## 제시된 글
►

[w12d4~d5] Camera calibration

GGG·2022년 5월 6일

(Ubuntu 18.04.6 LTS)
2022.05.05 ~ 2022.05.06
프로그래머스 자율주행 데브코스 3기

자율주행에서 perception은 단순히 인식하는 과정이 아닌 유의미한 정보를 생성해 이해하는 과정입니다. 인식이 잘 되더라도 3D POSE(pose, orietnation) 관련 정보가 없으면 대상과의 거리 파악 문제로 자율주행 구현에 어려움이 있습니다.

Camera calibration

카메라는 3차원 공간에 존재하는 대상을 2차원 공간에 투영하는 센서로, 깊이 정보가 소실되는 특징이 있습니다. 카메라의 원리를 이해하는 방식으로 pinhole camera를 알아보면, 빛이 들어올 수 있는 구멍을 아주 작게 만들어 상을 투영하는 방식입니다. Camera calibration에는 pinhole camera model을 이용했습니다.

Camera calibration과 관련해서는 이 블로그(https://darkpgmr.tistory.com/32)에서 내용을 추가적으로 배울 수 있었습니다. 위키피디아의 내용과 LearnOpenCV의 내용 또한 참고하였습니다.

카메라 좌표계에서는 크게 world coordinate $(X_w, Y_w, Z_w)$ , camera coordinate $(X_c, Y_c, Z_c)$ , image coordinate $(u, v)$ , normalized image coordinate $(u_n, v_n)$ 로 나눌 수 있습니다.

World coordinate는 현실에 존재하는 좌표계로, 특정점과 orientation으로 정의할 수 있습니다.

◄

## 작업 지시
#1 제시된 글의 "[w12d4~d5] Camera calibration"부터 "camera model을 이용했습니다."까지를 다시 쓰되, "센서" 부분을 "장치" 표현으로 바꿔 수정하세요.
#2 제시된 글에 따르면 Camera calibration에 이용한 모델은 무엇인지 답하세요.
#3 다음 (a), (b), (c) 각 진술이 제시된 글의 내용과 일치하는지 예 또는 아니요로 답하고, 판단의 근거가 되는 글의 표현을 그대로 인용하세요.
(a) pinhole camera는 빛이 들어오는 구멍을 아주 작게 만들어 상을 투영하는 방식이다.
(b) 카메라는 2차원 공간의 대상을 3차원 공간에 투영하는 센서이다.
(c) World coordinate는 특정점과 orientation으로 정의할 수 있다.

## 데이터 발췌
►

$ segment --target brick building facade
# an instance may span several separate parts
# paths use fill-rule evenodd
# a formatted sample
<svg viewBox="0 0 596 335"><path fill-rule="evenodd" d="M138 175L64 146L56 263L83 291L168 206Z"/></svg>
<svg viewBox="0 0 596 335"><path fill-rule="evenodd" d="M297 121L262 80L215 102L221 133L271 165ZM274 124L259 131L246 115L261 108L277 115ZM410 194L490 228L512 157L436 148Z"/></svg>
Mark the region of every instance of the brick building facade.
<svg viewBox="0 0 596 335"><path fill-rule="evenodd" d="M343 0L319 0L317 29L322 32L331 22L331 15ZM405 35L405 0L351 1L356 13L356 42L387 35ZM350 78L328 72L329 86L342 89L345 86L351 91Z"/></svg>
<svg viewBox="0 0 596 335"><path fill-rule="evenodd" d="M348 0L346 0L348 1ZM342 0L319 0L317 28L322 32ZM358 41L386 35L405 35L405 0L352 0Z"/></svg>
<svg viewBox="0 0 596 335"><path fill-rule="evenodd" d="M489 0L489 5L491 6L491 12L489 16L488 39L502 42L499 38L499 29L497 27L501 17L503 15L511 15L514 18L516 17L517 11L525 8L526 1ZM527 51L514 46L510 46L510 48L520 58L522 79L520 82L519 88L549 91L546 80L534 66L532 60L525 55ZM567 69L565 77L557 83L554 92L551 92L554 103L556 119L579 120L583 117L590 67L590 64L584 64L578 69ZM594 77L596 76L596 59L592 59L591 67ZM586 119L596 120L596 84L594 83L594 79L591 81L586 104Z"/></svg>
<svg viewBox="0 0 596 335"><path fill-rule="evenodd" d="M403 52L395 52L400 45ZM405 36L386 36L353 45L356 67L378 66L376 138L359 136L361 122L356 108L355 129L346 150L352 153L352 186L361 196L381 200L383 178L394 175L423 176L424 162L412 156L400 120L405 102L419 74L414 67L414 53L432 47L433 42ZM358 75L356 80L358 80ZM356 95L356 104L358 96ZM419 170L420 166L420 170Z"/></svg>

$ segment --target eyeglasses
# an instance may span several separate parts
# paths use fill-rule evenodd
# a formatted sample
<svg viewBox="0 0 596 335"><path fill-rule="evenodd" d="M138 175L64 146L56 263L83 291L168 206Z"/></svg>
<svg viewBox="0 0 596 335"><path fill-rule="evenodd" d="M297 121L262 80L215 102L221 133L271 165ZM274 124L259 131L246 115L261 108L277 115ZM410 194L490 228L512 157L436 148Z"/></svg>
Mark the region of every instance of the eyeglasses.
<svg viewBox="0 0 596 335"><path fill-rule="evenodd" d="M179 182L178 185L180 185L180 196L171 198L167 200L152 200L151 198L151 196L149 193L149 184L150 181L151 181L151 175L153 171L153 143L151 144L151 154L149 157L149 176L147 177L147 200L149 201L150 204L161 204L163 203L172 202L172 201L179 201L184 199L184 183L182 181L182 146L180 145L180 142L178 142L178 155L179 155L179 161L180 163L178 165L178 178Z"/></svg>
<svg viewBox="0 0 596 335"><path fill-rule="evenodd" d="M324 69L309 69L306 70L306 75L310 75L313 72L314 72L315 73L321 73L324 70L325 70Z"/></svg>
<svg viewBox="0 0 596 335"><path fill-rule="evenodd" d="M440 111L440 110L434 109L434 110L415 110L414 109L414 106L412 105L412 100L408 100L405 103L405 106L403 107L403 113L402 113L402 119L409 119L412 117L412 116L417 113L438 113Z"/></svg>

◄

## 작업별 결과
#1
[w12d4~d5] Camera calibration

GGG·2022년 5월 6일

(Ubuntu 18.04.6 LTS)
2022.05.05 ~ 2022.05.06
프로그래머스 자율주행 데브코스 3기

자율주행에서 perception은 단순히 인식하는 과정이 아닌 유의미한 정보를 생성해 이해하는 과정입니다. 인식이 잘 되더라도 3D POSE(pose, orietnation) 관련 정보가 없으면 대상과의 거리 파악 문제로 자율주행 구현에 어려움이 있습니다.

Camera calibration

카메라는 3차원 공간에 존재하는 대상을 2차원 공간에 투영하는 장치로, 깊이 정보가 소실되는 특징이 있습니다. 카메라의 원리를 이해하는 방식으로 pinhole camera를 알아보면, 빛이 들어올 수 있는 구멍을 아주 작게 만들어 상을 투영하는 방식입니다. Camera calibration에는 pinhole camera model을 이용했습니다.

#2 pinhole camera model

#3
(a) 예 — "빛이 들어올 수 있는 구멍을 아주 작게 만들어 상을 투영하는 방식입니다"
(b) 아니요 — "3차원 공간에 존재하는 대상을 2차원 공간에 투영하는 센서"
(c) 예 — "특정점과 orientation으로 정의할 수 있습니다"